_Document section_
========================

We know that $\sum_{i=1}^{n}i=\frac{n(n+1)}{2}$, $\sum_{i=1}^{n}\frac{1}{i}=\psi_{0} (n+1)-\psi_{0} (1)$, where $\psi_{0}(x)$ is the digamma function.

My problem is,

(1).Is there a transformation such that it maps
$x \to \frac{x(x+1)}{2}$ and $\frac{1}{x} \to \psi_{0}(x+1)$, and map a smooth $f(x)$ into another smooth function $g(x)$, such that $g(x)-g(x-1)=f(x)$ ? When I mention transformation, I mean an operator or algorithm for me to get $g(x)$ from $f(x)$.

(2). Surely $g(x)$ if exists, it is not unique because $g(x)+C$ also satisfy the condition. Let's take $g(x)+C$ and $g(x)$ as the same case. Is there another smooth $h(x)\not = g(x)+C$ satisfying this condition?

The problem came when I tried to evaluate $\sum_{i=1}^{n} \sqrt{i}$, I'd like to represent it by integral form. Thanks for attention!

Answer

You can use the zeta function and the Hurwitz zeta function to write your sum. As a more general case of your summation, we can have the following representation

$$\sum_{i=1}^{n} i^s = \sum_{i=1}^{\infty}i^s - \sum_{i=0}^{\infty}(i+n+1)^s = \zeta(-s) - \zeta(-s, n+1)\,.$$
Now, substituting $s= -\frac{1}{2}$ in the above identity yields

$$\sum_{1}^{n} i^{\frac{1}{2}} = \zeta\left(-\frac{1}{2}\right) - \zeta\left(-\frac{1}{2}, n+1\right) \,.$$

See convergence issues of the zeta function and the Hurwitz zeta function.

========================

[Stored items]

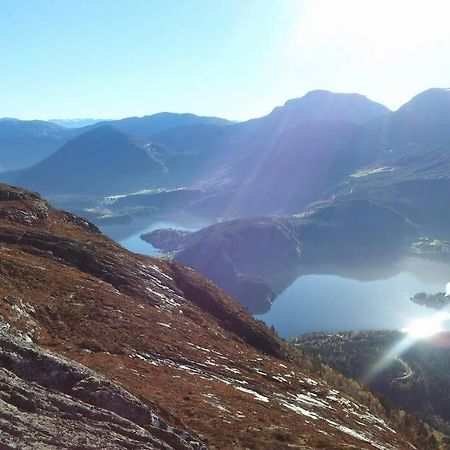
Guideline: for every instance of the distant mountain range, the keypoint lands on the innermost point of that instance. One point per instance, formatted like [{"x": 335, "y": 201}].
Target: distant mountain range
[
  {"x": 75, "y": 123},
  {"x": 103, "y": 348},
  {"x": 348, "y": 175}
]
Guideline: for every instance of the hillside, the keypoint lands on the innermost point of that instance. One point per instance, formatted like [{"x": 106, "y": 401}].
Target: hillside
[
  {"x": 24, "y": 143},
  {"x": 100, "y": 162},
  {"x": 416, "y": 381},
  {"x": 182, "y": 352}
]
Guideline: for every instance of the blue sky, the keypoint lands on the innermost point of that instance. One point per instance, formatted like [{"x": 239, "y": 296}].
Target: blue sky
[{"x": 231, "y": 58}]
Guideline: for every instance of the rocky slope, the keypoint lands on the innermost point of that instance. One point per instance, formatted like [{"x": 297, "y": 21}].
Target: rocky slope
[
  {"x": 415, "y": 379},
  {"x": 166, "y": 346}
]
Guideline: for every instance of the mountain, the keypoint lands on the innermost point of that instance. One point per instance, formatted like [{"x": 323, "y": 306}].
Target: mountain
[
  {"x": 99, "y": 162},
  {"x": 416, "y": 381},
  {"x": 254, "y": 259},
  {"x": 75, "y": 123},
  {"x": 24, "y": 143},
  {"x": 277, "y": 163},
  {"x": 321, "y": 105},
  {"x": 148, "y": 126},
  {"x": 111, "y": 349}
]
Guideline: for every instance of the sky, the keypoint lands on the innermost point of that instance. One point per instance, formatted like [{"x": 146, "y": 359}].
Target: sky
[{"x": 236, "y": 59}]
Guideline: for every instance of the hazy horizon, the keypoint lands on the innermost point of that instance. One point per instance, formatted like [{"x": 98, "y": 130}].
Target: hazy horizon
[{"x": 234, "y": 59}]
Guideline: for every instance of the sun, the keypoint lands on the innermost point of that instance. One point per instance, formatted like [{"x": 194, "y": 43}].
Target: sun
[{"x": 423, "y": 328}]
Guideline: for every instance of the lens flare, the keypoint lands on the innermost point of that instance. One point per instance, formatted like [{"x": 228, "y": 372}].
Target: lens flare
[{"x": 423, "y": 328}]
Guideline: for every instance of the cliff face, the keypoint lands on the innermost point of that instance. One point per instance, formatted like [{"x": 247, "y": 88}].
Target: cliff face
[{"x": 126, "y": 351}]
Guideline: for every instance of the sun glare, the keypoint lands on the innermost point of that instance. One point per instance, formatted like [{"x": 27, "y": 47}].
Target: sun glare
[{"x": 423, "y": 328}]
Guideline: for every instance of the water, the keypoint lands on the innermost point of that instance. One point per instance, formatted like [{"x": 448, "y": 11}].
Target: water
[
  {"x": 333, "y": 303},
  {"x": 325, "y": 302},
  {"x": 129, "y": 237}
]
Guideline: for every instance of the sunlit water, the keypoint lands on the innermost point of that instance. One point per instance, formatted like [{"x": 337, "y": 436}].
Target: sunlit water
[
  {"x": 326, "y": 302},
  {"x": 132, "y": 240},
  {"x": 333, "y": 303}
]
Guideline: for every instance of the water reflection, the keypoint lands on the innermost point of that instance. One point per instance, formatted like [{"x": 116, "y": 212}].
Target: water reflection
[
  {"x": 129, "y": 235},
  {"x": 333, "y": 303}
]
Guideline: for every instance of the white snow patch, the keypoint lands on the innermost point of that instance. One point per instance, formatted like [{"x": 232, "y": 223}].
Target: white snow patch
[{"x": 255, "y": 394}]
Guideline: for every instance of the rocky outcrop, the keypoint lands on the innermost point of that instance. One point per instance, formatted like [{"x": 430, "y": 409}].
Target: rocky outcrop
[
  {"x": 137, "y": 343},
  {"x": 50, "y": 402}
]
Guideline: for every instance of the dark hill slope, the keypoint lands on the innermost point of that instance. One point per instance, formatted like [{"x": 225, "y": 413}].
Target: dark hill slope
[
  {"x": 416, "y": 381},
  {"x": 102, "y": 161},
  {"x": 24, "y": 143},
  {"x": 148, "y": 126},
  {"x": 168, "y": 337}
]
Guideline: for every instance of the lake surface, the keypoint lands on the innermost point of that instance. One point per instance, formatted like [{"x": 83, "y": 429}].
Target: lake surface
[
  {"x": 334, "y": 303},
  {"x": 130, "y": 237},
  {"x": 325, "y": 302}
]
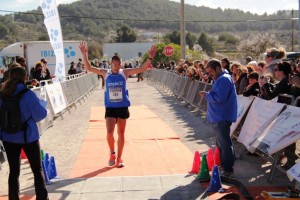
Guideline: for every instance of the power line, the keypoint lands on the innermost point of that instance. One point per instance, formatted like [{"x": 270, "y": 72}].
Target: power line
[{"x": 158, "y": 20}]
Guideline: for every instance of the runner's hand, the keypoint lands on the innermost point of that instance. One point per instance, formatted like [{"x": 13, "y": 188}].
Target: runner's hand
[{"x": 83, "y": 47}]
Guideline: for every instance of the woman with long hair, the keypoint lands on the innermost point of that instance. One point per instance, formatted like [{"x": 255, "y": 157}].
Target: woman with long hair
[{"x": 27, "y": 138}]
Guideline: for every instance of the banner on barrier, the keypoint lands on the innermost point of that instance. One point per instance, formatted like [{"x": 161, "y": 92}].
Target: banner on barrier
[
  {"x": 243, "y": 105},
  {"x": 56, "y": 97},
  {"x": 283, "y": 131},
  {"x": 52, "y": 23},
  {"x": 294, "y": 172},
  {"x": 260, "y": 115}
]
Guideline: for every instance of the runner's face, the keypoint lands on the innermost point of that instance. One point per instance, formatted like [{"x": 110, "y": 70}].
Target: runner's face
[{"x": 116, "y": 65}]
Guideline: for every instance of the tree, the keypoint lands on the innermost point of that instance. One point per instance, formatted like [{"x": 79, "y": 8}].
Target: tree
[
  {"x": 173, "y": 37},
  {"x": 207, "y": 43},
  {"x": 125, "y": 34},
  {"x": 258, "y": 43},
  {"x": 228, "y": 38},
  {"x": 190, "y": 39}
]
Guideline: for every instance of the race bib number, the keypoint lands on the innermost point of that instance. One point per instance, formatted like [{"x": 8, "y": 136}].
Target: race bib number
[{"x": 115, "y": 94}]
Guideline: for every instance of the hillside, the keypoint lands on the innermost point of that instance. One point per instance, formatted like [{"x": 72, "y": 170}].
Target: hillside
[{"x": 94, "y": 19}]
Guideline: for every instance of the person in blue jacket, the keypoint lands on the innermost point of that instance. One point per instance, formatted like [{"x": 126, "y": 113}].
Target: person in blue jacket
[
  {"x": 31, "y": 112},
  {"x": 221, "y": 112},
  {"x": 116, "y": 98}
]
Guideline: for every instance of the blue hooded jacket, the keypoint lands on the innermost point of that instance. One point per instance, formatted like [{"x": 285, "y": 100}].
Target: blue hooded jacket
[
  {"x": 32, "y": 111},
  {"x": 222, "y": 100}
]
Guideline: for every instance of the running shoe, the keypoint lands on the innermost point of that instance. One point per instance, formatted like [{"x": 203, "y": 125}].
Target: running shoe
[
  {"x": 120, "y": 163},
  {"x": 112, "y": 160}
]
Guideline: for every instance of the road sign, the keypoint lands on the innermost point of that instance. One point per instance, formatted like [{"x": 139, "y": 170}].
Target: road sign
[{"x": 168, "y": 50}]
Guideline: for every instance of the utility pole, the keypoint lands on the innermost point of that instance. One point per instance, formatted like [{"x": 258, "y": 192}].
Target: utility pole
[{"x": 182, "y": 30}]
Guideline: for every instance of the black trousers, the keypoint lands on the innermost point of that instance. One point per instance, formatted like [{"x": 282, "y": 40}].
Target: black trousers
[{"x": 32, "y": 151}]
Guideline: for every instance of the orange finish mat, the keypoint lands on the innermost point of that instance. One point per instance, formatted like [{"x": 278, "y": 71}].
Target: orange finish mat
[{"x": 151, "y": 147}]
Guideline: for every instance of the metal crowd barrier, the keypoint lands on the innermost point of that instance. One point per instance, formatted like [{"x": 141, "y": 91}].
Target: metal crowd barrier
[
  {"x": 188, "y": 90},
  {"x": 75, "y": 89},
  {"x": 185, "y": 89}
]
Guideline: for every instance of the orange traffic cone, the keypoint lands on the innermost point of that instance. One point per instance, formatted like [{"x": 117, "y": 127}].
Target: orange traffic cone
[
  {"x": 196, "y": 163},
  {"x": 23, "y": 155},
  {"x": 210, "y": 159},
  {"x": 203, "y": 174},
  {"x": 217, "y": 157}
]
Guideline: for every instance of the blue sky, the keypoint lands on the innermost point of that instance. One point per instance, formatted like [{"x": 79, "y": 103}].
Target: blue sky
[{"x": 254, "y": 6}]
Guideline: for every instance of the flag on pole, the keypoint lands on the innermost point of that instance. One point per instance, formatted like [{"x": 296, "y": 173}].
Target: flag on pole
[{"x": 52, "y": 23}]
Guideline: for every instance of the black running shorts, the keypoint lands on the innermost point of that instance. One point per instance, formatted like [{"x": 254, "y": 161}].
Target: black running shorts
[{"x": 122, "y": 113}]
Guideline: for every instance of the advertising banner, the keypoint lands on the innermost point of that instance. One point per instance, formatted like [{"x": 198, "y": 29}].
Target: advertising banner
[
  {"x": 52, "y": 23},
  {"x": 243, "y": 105},
  {"x": 282, "y": 132},
  {"x": 260, "y": 115}
]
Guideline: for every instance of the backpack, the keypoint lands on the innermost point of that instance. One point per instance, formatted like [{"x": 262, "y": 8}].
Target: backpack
[{"x": 10, "y": 115}]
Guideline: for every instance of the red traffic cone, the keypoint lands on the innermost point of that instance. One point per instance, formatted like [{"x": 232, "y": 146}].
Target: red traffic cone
[
  {"x": 210, "y": 159},
  {"x": 196, "y": 163},
  {"x": 215, "y": 181},
  {"x": 217, "y": 157},
  {"x": 23, "y": 155}
]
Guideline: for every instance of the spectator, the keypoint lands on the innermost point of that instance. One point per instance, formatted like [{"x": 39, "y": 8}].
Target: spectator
[
  {"x": 226, "y": 65},
  {"x": 253, "y": 88},
  {"x": 116, "y": 99},
  {"x": 248, "y": 59},
  {"x": 22, "y": 62},
  {"x": 72, "y": 69},
  {"x": 140, "y": 75},
  {"x": 242, "y": 80},
  {"x": 79, "y": 66},
  {"x": 273, "y": 56},
  {"x": 221, "y": 112},
  {"x": 263, "y": 67}
]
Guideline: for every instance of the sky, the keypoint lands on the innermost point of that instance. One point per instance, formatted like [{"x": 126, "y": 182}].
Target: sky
[{"x": 253, "y": 6}]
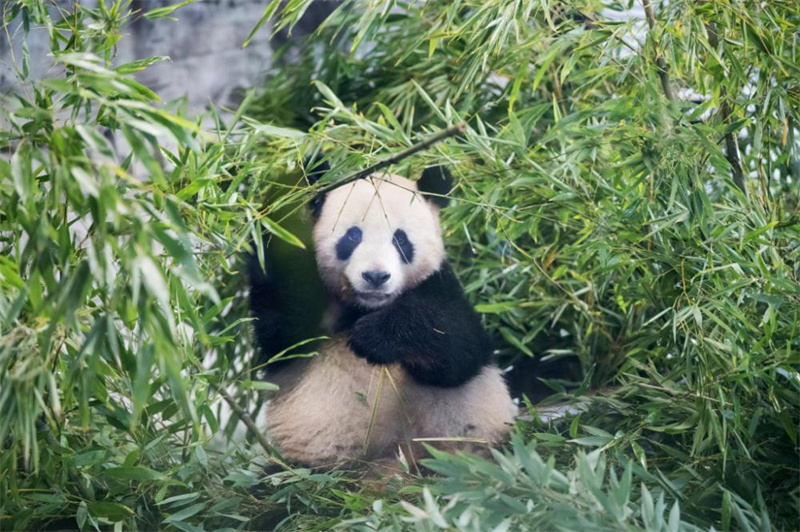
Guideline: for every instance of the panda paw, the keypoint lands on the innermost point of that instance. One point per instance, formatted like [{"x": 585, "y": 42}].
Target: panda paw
[{"x": 368, "y": 341}]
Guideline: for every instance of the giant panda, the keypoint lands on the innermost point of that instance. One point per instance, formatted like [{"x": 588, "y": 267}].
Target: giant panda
[{"x": 395, "y": 306}]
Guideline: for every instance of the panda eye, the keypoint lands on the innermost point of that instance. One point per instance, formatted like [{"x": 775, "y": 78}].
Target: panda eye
[
  {"x": 348, "y": 243},
  {"x": 353, "y": 234},
  {"x": 403, "y": 246}
]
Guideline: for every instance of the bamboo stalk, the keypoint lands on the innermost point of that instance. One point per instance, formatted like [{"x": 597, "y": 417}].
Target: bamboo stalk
[{"x": 425, "y": 144}]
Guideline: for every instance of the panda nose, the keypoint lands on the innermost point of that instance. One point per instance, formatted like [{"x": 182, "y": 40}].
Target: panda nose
[{"x": 376, "y": 278}]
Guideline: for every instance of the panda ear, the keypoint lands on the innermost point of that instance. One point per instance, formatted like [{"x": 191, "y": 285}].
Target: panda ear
[
  {"x": 316, "y": 166},
  {"x": 435, "y": 184}
]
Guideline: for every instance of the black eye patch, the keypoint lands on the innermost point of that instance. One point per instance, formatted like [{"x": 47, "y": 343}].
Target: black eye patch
[
  {"x": 403, "y": 246},
  {"x": 348, "y": 243}
]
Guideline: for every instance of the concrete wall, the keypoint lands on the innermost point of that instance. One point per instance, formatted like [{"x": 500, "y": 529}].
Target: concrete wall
[{"x": 207, "y": 61}]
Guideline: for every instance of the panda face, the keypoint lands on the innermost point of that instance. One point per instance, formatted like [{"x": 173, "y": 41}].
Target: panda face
[{"x": 377, "y": 238}]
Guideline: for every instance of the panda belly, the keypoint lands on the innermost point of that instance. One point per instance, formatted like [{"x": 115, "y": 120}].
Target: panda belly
[{"x": 323, "y": 412}]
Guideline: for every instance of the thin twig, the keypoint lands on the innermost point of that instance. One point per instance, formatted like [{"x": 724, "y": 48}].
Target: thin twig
[
  {"x": 425, "y": 144},
  {"x": 731, "y": 141},
  {"x": 660, "y": 63}
]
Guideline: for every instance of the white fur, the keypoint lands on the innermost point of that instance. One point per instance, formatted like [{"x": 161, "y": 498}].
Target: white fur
[
  {"x": 323, "y": 412},
  {"x": 379, "y": 206}
]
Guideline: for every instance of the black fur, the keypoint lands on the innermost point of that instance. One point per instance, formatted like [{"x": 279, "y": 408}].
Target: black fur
[
  {"x": 403, "y": 246},
  {"x": 431, "y": 330},
  {"x": 348, "y": 243}
]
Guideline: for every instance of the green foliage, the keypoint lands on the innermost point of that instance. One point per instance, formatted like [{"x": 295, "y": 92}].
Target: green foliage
[{"x": 597, "y": 221}]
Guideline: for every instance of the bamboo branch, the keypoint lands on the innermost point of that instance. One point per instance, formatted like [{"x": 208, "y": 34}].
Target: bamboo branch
[
  {"x": 250, "y": 424},
  {"x": 425, "y": 144},
  {"x": 660, "y": 63},
  {"x": 731, "y": 141}
]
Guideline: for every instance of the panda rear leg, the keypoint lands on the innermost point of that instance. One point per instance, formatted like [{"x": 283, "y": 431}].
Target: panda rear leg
[{"x": 469, "y": 418}]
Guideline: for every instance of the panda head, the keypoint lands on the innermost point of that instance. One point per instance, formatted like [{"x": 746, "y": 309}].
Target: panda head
[{"x": 380, "y": 236}]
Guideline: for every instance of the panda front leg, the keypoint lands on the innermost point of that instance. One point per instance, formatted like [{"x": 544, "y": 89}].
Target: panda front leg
[
  {"x": 470, "y": 418},
  {"x": 435, "y": 335}
]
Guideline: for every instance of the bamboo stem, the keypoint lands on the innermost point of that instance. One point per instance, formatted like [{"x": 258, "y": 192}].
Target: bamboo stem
[{"x": 425, "y": 144}]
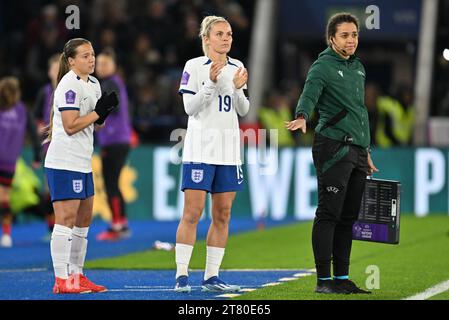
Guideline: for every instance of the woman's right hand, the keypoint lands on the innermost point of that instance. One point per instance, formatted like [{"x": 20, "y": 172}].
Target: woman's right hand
[
  {"x": 215, "y": 70},
  {"x": 299, "y": 123}
]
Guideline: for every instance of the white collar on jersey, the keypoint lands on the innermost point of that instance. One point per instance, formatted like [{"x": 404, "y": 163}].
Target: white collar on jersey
[{"x": 229, "y": 62}]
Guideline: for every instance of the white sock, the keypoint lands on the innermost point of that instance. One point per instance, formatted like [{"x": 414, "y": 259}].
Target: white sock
[
  {"x": 60, "y": 246},
  {"x": 213, "y": 261},
  {"x": 78, "y": 251},
  {"x": 183, "y": 253}
]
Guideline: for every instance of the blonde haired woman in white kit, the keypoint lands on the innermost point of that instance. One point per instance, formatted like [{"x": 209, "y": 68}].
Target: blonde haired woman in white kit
[{"x": 213, "y": 87}]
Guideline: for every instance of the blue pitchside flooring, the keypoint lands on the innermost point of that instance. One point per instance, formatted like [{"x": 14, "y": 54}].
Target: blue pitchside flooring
[{"x": 26, "y": 270}]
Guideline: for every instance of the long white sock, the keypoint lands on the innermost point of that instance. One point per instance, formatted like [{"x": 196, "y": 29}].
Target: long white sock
[
  {"x": 79, "y": 249},
  {"x": 183, "y": 253},
  {"x": 213, "y": 261},
  {"x": 60, "y": 246}
]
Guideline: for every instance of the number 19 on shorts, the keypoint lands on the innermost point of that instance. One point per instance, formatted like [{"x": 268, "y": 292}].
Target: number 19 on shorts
[{"x": 224, "y": 103}]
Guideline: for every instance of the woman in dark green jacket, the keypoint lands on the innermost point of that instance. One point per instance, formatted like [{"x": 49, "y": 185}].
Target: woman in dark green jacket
[{"x": 335, "y": 87}]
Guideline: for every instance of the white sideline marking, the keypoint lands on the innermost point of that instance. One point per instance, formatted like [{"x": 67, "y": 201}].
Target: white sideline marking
[
  {"x": 251, "y": 270},
  {"x": 287, "y": 279},
  {"x": 430, "y": 292},
  {"x": 228, "y": 295},
  {"x": 140, "y": 290},
  {"x": 271, "y": 284},
  {"x": 300, "y": 275},
  {"x": 23, "y": 270}
]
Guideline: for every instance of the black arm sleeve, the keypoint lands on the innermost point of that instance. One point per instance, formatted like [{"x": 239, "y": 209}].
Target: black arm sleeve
[
  {"x": 32, "y": 131},
  {"x": 109, "y": 86},
  {"x": 389, "y": 130},
  {"x": 39, "y": 105}
]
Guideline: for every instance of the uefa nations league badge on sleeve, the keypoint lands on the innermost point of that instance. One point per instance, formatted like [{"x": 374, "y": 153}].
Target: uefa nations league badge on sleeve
[{"x": 70, "y": 97}]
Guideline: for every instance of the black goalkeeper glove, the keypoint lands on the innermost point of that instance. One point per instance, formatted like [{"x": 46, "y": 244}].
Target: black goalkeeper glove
[{"x": 105, "y": 105}]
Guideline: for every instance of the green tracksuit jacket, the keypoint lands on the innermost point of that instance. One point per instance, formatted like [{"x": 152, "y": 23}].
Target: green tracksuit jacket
[{"x": 336, "y": 87}]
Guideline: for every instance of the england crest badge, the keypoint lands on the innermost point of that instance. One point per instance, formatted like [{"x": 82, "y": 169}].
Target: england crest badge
[{"x": 197, "y": 176}]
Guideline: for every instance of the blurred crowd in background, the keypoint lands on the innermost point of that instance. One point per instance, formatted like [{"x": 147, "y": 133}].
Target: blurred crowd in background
[{"x": 153, "y": 39}]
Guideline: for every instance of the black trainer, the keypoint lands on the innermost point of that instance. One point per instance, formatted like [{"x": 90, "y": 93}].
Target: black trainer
[
  {"x": 348, "y": 287},
  {"x": 327, "y": 287}
]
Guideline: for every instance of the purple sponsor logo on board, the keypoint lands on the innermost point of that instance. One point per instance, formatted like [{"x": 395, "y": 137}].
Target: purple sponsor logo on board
[{"x": 370, "y": 231}]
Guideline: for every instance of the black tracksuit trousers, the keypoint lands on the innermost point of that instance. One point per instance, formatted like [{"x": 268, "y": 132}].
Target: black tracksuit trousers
[{"x": 341, "y": 170}]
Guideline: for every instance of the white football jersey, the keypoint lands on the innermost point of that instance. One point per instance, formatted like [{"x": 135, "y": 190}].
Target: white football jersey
[
  {"x": 74, "y": 152},
  {"x": 213, "y": 134}
]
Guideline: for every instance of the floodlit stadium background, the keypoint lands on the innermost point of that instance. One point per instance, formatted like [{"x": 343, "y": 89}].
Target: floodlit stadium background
[{"x": 404, "y": 46}]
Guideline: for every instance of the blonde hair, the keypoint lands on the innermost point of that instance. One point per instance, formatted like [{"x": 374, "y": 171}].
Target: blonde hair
[
  {"x": 9, "y": 92},
  {"x": 69, "y": 51},
  {"x": 206, "y": 26}
]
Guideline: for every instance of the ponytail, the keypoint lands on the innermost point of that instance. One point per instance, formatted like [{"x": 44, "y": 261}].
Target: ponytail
[
  {"x": 69, "y": 51},
  {"x": 206, "y": 26}
]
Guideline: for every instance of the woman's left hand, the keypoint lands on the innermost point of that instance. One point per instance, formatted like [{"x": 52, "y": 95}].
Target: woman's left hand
[
  {"x": 372, "y": 167},
  {"x": 240, "y": 78}
]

========================

_Description of the task_
In the thread on finite sums, which two functions does the answer propose for writing the sum?

_Result for this exercise_
The zeta function and the Hurwitz zeta function.